+++ 読解用抜粋 +++
先日アメリカで起こった事件は、非常にセンセーショナルなものでした。

まだ自分自身が詳しく呑み込めていないので細部に触れることは避けますが、黒人に対する白人の行動(特に警官がらみが多いイメージ)は言語道断なものだと思います。

それに対して、SNS等で様々な有名人、あるいは僕の身近な人がある種の抗議的アクションを起こしていますね。特にアメリカなどに由来がある人が多いように見受けられます。

 

今回はそれを見て最近思っていること、伝えたい事を、ちょっと書いてみようと思います。思いつきなので、あまり内容が練られていないのですが、鉄は熱いうちに打ちたいと思ったので。

ちなみに、上記のような行動を否定するわけではないこと、先に言っておきます。
+++ 提供資料 +++
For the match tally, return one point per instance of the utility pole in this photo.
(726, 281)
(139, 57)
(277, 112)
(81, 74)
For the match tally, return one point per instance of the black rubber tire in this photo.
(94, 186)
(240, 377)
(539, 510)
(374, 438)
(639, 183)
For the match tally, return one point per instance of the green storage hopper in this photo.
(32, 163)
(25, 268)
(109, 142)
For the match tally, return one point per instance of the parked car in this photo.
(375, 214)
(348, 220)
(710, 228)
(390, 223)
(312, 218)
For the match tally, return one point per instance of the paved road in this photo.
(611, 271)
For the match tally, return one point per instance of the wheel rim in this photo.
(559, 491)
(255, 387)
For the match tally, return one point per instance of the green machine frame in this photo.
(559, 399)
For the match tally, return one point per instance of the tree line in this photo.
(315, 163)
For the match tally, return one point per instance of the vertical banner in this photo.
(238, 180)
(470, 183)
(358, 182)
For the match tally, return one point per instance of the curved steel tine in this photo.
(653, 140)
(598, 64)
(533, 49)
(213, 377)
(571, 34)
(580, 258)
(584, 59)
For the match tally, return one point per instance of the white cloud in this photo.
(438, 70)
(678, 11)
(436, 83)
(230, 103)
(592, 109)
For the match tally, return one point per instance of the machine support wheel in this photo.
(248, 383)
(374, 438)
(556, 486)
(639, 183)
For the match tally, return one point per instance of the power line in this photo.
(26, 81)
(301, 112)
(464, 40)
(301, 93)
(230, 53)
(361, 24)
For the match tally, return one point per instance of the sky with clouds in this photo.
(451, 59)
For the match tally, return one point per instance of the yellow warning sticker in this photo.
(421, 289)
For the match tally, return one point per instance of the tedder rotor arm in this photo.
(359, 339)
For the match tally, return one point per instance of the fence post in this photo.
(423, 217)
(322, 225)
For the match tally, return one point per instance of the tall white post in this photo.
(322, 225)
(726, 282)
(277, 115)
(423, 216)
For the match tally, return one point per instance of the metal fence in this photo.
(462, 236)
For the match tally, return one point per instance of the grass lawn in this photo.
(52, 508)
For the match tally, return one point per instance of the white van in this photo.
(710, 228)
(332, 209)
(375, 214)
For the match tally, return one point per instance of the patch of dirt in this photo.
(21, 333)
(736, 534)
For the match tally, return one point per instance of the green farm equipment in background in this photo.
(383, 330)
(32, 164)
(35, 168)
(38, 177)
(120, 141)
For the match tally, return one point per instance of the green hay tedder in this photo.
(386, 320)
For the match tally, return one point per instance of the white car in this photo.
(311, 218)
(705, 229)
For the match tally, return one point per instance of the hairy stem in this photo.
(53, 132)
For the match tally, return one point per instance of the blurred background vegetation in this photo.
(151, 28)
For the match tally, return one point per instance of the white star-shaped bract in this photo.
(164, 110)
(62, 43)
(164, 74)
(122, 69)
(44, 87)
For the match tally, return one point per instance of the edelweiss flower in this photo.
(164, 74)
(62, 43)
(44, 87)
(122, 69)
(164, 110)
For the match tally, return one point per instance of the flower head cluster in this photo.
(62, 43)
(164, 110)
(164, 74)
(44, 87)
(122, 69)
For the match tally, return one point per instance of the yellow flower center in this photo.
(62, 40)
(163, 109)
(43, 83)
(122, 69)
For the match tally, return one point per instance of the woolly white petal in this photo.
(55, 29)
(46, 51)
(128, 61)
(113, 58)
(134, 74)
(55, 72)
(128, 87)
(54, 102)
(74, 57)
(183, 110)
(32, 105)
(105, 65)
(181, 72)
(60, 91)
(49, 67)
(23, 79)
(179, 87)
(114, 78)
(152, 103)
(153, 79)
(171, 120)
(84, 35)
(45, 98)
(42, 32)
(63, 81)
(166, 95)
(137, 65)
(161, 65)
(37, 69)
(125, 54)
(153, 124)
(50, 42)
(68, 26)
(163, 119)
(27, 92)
+++
### [取り組む課題]
a. 読解用抜粋の要旨を二文でまとめてください。
b. 読解用抜粋のうち、「それに対して、SNS等で様々」から「ちなみに、上記のような行動を否定するわけではないこと、先に言っておきます。」までをそのまま再現してください。
c. 読解用抜粋について、次の問いに答えてください。
(i) 筆者は、先日アメリカで起こった事件をどのようなものだったと述べていますか。
(ii) SNS等で抗議的アクションを起こしている人には、特にどのような人が多いように見受けられると書かれていますか。
(iii) 内容があまり練られていないにもかかわらず書くことにした理由として、筆者はどのような言葉を挙げていますか。

### [問題の解答]
a. 筆者は、先日アメリカで起こった事件を非常にセンセーショナルなものとし、黒人に対する白人の行動は言語道断だと考えている。そのうえで、SNS等で有名人や身近な人が抗議的アクションを起こしているのを見て思うことを書こうとしており、そうした行動を否定するわけではないと先に述べている。

b.
それに対して、SNS等で様々な有名人、あるいは僕の身近な人がある種の抗議的アクションを起こしていますね。特にアメリカなどに由来がある人が多いように見受けられます。

 

今回はそれを見て最近思っていること、伝えたい事を、ちょっと書いてみようと思います。思いつきなので、あまり内容が練られていないのですが、鉄は熱いうちに打ちたいと思ったので。

ちなみに、上記のような行動を否定するわけではないこと、先に言っておきます。

c.
(i) 非常にセンセーショナルなもの。
(ii) アメリカなどに由来がある人。
(iii) 鉄は熱いうちに打ちたいと思ったから。